** Written instruction **
Write out every row below word for word, keeping the original order.

-- Input data start --

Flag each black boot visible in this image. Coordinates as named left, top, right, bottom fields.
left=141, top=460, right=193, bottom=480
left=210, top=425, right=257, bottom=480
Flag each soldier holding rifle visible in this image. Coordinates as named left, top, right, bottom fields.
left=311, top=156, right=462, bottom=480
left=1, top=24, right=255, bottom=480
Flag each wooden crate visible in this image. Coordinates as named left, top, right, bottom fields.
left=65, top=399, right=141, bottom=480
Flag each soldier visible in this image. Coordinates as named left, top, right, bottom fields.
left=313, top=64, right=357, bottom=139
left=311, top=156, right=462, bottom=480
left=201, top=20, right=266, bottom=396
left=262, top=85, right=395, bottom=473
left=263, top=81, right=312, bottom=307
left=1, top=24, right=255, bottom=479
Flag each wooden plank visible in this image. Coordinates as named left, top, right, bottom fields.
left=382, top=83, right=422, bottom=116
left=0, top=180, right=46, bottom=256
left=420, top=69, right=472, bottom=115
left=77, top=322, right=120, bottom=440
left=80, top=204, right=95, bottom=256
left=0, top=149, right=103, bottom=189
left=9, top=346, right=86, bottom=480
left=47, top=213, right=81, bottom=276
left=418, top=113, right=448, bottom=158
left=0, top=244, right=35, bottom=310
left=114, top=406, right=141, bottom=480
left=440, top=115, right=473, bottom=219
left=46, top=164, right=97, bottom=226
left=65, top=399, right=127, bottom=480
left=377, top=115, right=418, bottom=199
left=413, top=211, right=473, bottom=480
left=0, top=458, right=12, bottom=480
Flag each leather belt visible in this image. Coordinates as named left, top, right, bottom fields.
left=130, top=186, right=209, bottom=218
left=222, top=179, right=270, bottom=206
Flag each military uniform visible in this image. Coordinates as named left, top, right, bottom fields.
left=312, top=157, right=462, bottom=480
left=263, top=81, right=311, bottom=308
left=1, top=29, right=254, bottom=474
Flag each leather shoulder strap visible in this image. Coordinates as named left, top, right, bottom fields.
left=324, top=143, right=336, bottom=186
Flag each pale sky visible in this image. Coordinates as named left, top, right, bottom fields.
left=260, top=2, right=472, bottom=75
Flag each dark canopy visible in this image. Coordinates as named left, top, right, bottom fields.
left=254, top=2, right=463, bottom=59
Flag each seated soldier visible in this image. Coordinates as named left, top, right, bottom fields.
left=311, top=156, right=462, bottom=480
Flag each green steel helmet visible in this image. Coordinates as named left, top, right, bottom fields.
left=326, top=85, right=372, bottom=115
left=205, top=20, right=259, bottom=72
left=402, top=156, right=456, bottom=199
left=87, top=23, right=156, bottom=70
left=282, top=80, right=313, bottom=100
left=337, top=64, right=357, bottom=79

-- Input data end --

** Task response **
Flag each black boot visible in this image. Coordinates as named left, top, right, bottom fields.
left=141, top=460, right=193, bottom=480
left=210, top=425, right=257, bottom=480
Flag each soldier holding rifle visible in this image. Coordinates as named left, top, right, bottom fields.
left=311, top=156, right=462, bottom=480
left=1, top=24, right=255, bottom=480
Flag each wooden crate visible in this image. Coordinates as named left, top, right, bottom fields.
left=65, top=399, right=141, bottom=480
Flag each soldier visible in this image. Coordinates as named left, top, right, bottom fields.
left=313, top=64, right=357, bottom=139
left=311, top=156, right=462, bottom=480
left=201, top=20, right=266, bottom=396
left=262, top=85, right=395, bottom=473
left=263, top=81, right=312, bottom=307
left=1, top=24, right=255, bottom=479
Flag each wooden plank visible in this image. Coordinates as named left, top, right, bottom fields.
left=382, top=83, right=422, bottom=116
left=0, top=180, right=46, bottom=256
left=420, top=69, right=472, bottom=115
left=77, top=322, right=120, bottom=440
left=80, top=204, right=95, bottom=256
left=0, top=149, right=103, bottom=189
left=9, top=346, right=86, bottom=480
left=47, top=213, right=81, bottom=276
left=418, top=113, right=448, bottom=158
left=0, top=244, right=35, bottom=310
left=114, top=406, right=141, bottom=480
left=440, top=115, right=473, bottom=219
left=46, top=164, right=97, bottom=226
left=65, top=399, right=127, bottom=480
left=377, top=115, right=418, bottom=199
left=413, top=211, right=473, bottom=480
left=0, top=458, right=12, bottom=480
Flag each leather belt visible in this image. Coordinates as named left, top, right, bottom fields.
left=130, top=186, right=209, bottom=218
left=222, top=179, right=270, bottom=206
Flag each military uniform visible in this image. Coordinates as named left, top, right, bottom fields.
left=312, top=157, right=462, bottom=480
left=263, top=81, right=311, bottom=308
left=1, top=29, right=254, bottom=474
Flag each leather shoulder strap visible in this image. Coordinates as named left, top, right, bottom fields.
left=324, top=143, right=336, bottom=186
Flag each pale sky visible in this image. Coordinates as named left, top, right, bottom fields.
left=260, top=2, right=472, bottom=75
Flag each dark canopy visible in this image. Coordinates as named left, top, right, bottom fields.
left=254, top=2, right=463, bottom=59
Flag each seated soldier visible in this image. Coordinates as named left, top, right, bottom fields.
left=311, top=156, right=462, bottom=480
Flag each green steel helmet visible in this image. Coordinates as named left, top, right, bottom fields.
left=326, top=85, right=372, bottom=115
left=205, top=20, right=259, bottom=72
left=402, top=156, right=456, bottom=199
left=87, top=23, right=156, bottom=70
left=282, top=80, right=313, bottom=100
left=337, top=64, right=357, bottom=79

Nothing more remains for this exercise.